Written problem >>
Copy out the lines below word for word, starting at the line that contains "Trivia challenge! Examine the picture above and pinpoint the red" and ending at the line that contains "0;182;47;199", with both of those lines included.

Records provided >>
— Begin —
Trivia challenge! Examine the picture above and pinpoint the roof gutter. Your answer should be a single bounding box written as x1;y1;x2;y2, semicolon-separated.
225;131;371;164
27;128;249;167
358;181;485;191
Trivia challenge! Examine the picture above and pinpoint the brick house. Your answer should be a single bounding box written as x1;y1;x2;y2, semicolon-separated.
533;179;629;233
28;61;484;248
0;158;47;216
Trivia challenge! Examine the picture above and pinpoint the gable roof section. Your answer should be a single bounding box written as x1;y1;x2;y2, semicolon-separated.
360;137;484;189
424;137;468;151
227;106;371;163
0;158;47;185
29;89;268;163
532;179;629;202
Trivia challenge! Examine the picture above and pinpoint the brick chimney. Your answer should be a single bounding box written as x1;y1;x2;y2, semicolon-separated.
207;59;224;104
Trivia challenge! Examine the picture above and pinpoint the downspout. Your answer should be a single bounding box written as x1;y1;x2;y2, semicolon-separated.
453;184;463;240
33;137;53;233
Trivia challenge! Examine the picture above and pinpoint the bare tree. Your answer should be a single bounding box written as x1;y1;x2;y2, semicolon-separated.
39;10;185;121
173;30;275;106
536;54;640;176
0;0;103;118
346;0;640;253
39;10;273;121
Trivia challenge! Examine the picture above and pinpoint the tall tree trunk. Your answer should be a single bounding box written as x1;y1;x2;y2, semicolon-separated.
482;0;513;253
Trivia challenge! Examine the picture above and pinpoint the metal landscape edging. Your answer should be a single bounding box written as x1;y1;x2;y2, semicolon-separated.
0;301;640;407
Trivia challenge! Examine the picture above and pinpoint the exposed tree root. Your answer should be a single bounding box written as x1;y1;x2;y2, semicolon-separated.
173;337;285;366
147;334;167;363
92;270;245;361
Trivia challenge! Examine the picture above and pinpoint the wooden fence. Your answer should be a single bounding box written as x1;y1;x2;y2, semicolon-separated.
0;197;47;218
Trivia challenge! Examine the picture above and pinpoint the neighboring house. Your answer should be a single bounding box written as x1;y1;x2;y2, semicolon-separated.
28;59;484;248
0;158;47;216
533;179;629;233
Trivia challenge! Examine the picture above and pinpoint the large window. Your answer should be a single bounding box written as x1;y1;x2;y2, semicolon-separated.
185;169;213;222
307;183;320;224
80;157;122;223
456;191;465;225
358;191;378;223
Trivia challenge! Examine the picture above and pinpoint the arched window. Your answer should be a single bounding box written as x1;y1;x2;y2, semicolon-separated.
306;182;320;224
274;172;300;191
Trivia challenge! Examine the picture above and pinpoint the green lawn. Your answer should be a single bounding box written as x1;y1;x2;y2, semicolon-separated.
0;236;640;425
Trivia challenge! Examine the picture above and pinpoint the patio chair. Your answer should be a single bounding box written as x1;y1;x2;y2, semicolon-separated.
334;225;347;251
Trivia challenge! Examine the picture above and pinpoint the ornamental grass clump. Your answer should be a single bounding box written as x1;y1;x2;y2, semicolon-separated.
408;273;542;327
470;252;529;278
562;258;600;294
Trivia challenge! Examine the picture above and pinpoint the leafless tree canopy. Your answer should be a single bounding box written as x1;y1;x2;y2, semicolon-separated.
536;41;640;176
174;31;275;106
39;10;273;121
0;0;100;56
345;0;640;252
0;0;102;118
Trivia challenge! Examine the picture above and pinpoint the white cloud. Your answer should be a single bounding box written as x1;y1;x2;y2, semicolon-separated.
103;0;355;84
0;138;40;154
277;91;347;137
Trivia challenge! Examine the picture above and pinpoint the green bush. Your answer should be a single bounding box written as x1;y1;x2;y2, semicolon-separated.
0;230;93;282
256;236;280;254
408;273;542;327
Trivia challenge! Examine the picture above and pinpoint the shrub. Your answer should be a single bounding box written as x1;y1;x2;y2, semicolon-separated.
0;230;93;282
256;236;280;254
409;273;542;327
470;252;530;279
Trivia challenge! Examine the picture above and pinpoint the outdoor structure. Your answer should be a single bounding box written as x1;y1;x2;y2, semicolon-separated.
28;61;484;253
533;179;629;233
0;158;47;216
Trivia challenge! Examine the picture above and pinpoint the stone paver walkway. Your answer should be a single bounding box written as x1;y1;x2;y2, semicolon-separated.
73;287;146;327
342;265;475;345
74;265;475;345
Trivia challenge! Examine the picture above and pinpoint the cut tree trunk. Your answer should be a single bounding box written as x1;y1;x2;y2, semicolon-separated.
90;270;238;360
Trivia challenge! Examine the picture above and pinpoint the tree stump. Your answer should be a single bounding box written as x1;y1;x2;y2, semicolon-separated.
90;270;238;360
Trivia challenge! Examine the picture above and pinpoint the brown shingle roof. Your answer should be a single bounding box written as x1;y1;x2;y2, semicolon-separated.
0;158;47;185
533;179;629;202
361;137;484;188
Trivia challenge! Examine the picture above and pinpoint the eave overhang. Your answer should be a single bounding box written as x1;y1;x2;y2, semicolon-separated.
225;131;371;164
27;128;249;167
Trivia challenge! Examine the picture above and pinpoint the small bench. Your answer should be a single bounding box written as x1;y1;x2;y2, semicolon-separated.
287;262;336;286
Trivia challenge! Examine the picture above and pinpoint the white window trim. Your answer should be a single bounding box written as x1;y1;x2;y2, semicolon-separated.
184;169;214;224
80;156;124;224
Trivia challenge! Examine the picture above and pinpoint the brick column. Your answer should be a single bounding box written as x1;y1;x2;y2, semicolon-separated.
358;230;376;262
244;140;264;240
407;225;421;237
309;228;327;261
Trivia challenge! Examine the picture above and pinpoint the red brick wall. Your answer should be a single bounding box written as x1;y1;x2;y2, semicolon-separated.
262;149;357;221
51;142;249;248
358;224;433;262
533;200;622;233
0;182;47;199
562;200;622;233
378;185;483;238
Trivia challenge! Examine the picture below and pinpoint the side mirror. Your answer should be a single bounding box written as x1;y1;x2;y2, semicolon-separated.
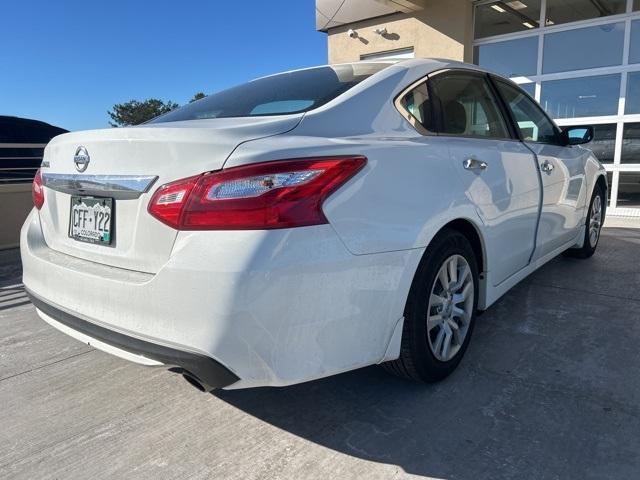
562;126;593;145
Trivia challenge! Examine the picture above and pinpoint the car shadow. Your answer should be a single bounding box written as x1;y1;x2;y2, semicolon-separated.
213;230;640;480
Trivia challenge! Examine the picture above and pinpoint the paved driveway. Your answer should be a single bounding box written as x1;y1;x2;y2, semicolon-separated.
0;228;640;480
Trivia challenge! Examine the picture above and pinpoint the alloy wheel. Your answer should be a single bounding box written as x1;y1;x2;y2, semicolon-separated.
427;255;475;362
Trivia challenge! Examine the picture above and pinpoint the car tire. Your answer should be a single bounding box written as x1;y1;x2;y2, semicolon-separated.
565;185;606;258
383;229;479;383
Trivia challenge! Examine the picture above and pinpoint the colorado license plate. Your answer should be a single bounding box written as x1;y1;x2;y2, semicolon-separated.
69;196;113;245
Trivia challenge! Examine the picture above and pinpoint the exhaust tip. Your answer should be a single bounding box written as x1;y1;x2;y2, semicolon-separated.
182;372;207;393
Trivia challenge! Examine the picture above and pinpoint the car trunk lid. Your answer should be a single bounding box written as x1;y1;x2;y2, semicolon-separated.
40;115;302;273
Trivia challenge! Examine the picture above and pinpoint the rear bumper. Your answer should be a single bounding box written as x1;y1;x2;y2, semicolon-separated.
21;210;422;389
27;289;240;390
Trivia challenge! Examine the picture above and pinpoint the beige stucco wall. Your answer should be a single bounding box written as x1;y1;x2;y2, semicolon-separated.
0;183;33;250
327;0;473;63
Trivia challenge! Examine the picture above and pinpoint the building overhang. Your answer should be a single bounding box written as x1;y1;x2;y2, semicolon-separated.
316;0;427;32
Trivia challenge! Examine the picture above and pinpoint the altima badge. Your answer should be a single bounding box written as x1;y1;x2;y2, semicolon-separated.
73;145;91;173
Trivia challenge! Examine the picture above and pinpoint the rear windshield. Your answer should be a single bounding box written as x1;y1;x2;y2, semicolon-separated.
149;63;389;123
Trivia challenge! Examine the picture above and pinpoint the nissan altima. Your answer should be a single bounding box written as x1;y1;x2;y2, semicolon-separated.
21;60;608;390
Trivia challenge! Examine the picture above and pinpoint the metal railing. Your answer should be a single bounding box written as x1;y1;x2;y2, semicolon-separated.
0;143;46;186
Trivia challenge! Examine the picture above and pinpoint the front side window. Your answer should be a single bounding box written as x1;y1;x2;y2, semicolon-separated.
496;80;559;145
430;72;510;138
150;63;389;123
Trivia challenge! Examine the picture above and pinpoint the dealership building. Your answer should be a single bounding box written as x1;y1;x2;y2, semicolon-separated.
316;0;640;217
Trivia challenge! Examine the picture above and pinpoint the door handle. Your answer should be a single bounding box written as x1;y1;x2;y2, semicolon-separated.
540;160;554;173
462;158;487;170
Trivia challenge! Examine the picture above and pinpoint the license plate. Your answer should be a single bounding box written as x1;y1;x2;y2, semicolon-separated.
69;196;113;245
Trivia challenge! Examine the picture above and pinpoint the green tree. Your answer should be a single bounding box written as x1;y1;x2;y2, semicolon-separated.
107;98;180;127
189;92;206;103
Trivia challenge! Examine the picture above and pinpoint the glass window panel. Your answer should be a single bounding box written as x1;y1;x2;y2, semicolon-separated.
474;36;538;77
618;172;640;208
496;81;558;144
621;123;640;163
430;73;509;138
540;74;620;118
546;0;627;26
624;72;640;113
568;123;617;163
629;20;640;63
518;83;536;98
542;22;624;73
474;0;540;38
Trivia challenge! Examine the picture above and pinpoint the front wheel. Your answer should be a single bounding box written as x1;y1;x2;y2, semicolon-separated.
383;230;478;382
566;185;605;258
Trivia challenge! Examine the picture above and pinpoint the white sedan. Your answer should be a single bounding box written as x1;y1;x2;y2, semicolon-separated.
21;60;608;390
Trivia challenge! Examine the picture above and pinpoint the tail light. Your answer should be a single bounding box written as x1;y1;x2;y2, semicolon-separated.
149;157;366;230
31;169;44;210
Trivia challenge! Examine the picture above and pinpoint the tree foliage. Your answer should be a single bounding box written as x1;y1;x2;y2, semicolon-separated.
107;98;180;127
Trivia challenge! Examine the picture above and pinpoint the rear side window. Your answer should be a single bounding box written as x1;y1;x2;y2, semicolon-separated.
401;82;436;133
495;79;560;145
150;63;389;123
429;72;510;139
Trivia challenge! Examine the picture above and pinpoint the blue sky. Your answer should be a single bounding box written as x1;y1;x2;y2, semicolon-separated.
0;0;327;130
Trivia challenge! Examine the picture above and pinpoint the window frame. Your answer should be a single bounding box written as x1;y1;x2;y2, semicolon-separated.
489;73;567;147
394;68;524;142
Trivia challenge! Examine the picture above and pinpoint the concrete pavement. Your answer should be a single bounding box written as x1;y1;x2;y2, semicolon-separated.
0;228;640;480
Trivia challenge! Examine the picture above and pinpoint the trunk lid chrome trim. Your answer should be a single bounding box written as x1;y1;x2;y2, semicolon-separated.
42;173;158;200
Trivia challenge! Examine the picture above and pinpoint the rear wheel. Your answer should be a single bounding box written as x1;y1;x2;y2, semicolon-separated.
566;185;605;258
383;229;478;382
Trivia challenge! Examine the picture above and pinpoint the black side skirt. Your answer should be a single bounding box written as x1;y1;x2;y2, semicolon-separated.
27;290;240;390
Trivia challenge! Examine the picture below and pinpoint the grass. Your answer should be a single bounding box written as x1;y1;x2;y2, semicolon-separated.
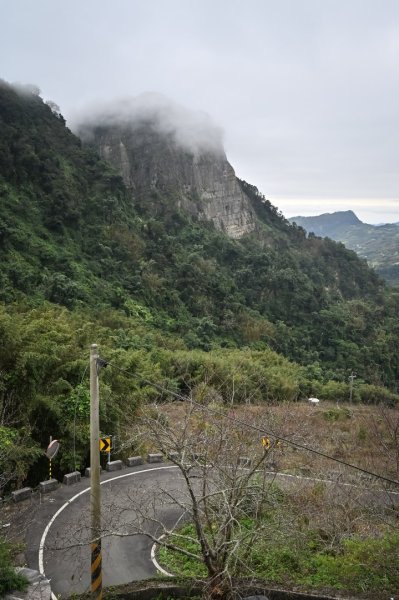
159;484;399;599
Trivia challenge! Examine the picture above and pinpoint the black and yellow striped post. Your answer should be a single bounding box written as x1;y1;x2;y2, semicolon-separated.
91;538;103;600
90;344;103;600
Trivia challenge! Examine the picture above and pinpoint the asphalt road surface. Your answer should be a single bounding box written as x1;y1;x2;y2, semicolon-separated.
26;464;399;598
27;465;183;598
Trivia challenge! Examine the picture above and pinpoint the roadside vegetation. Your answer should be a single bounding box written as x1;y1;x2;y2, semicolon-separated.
0;82;399;596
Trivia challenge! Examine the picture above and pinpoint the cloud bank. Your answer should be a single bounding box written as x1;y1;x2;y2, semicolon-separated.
72;92;224;154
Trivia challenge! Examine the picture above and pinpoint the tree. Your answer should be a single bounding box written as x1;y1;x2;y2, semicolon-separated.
123;402;280;598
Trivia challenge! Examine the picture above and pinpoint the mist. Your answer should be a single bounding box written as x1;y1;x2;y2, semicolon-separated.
68;92;224;155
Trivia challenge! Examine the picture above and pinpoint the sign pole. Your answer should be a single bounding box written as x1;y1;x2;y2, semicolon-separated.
90;344;103;600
— End —
Task solution >>
Trivia challenge! Examine the picture above and pinpoint the red brick wall. Your answer should be a single bounding box written as x1;y1;x2;y2, semicolon-separated.
262;149;357;221
51;142;249;248
358;224;433;262
533;200;622;233
0;182;47;199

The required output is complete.